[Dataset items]
* begin *
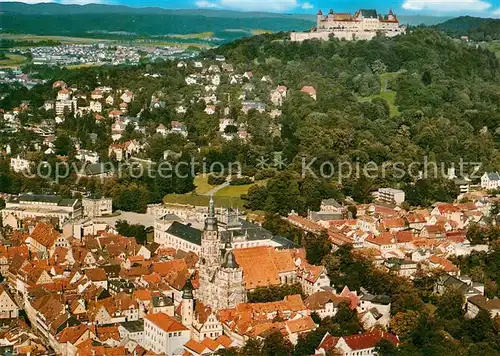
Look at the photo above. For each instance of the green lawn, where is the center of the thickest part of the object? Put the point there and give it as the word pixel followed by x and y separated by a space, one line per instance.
pixel 203 200
pixel 495 47
pixel 233 190
pixel 238 190
pixel 12 60
pixel 229 196
pixel 202 186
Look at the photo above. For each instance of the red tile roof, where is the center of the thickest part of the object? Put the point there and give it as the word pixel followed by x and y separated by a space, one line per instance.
pixel 165 322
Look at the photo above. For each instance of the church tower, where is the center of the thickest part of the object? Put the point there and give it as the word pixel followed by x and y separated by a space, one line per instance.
pixel 230 287
pixel 210 257
pixel 187 304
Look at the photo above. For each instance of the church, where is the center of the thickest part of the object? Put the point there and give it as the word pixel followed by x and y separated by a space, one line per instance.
pixel 227 274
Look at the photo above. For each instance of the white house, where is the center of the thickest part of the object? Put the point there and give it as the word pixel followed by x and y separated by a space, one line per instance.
pixel 164 335
pixel 19 164
pixel 490 180
pixel 64 94
pixel 8 307
pixel 95 106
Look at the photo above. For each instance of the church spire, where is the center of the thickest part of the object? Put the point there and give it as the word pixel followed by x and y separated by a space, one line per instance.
pixel 211 220
pixel 187 290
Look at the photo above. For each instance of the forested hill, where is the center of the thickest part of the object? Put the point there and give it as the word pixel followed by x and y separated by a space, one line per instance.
pixel 389 99
pixel 478 29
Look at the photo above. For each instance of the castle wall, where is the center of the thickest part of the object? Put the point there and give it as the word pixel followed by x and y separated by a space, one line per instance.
* end *
- **EXERCISE**: Rewrite every row above with "thickest part" replaced by "widest part" and nothing else altered. Leave the pictures out of your answer.

- **SOLUTION TO THIS TASK**:
Look at the photo above. For each instance of the green lawn, where is the center of the widest part of the object? Put the point there and give it as the word pixel followed by x and y separated by a space, one line per instance.
pixel 203 200
pixel 495 47
pixel 233 190
pixel 238 190
pixel 12 60
pixel 229 196
pixel 202 186
Look at the photo above. For each instance of the red tile roof, where is the center of the widest part of the object? Put the point there and give it as the word pixel followed by x and y separated by a space, one line per instance.
pixel 165 322
Look at the photo above. For each instance of the church tower, where is the center of the widest part of the object? Put the point there and give it as the word pixel followed by x and y separated by a space, one line per instance.
pixel 230 287
pixel 210 257
pixel 187 304
Look at the photo above. For each instance of the church, where is the center of the widest part of the object? Put the point there and give it as the word pixel followed by x and y separated by a space, one line per instance.
pixel 227 274
Look at the photo above. For each instance of the white house, where is the center of the widest part of the object? Put the point there and give it as the word pixel followed by x and y separated by a space, one line per instance.
pixel 164 335
pixel 19 164
pixel 490 180
pixel 64 94
pixel 8 307
pixel 95 106
Look at the photo above. For each instance of the church spire, where is the center of the widest part of the object? Put the point there and give it as the word pixel followed by x and y separated by a space, one line per instance.
pixel 211 220
pixel 187 290
Look at the photo above. For each instance of the forested hill, where is the center of the widest part of the object? Put the point there and give it as the word pixel followed by x and y separated by a space, one line per instance.
pixel 389 99
pixel 478 29
Look at the photo above. For each instance of the castle wall, where is the center of the widest part of the object? Put the point there and give it as the word pixel followed by x and y separated by a space, one line per instance.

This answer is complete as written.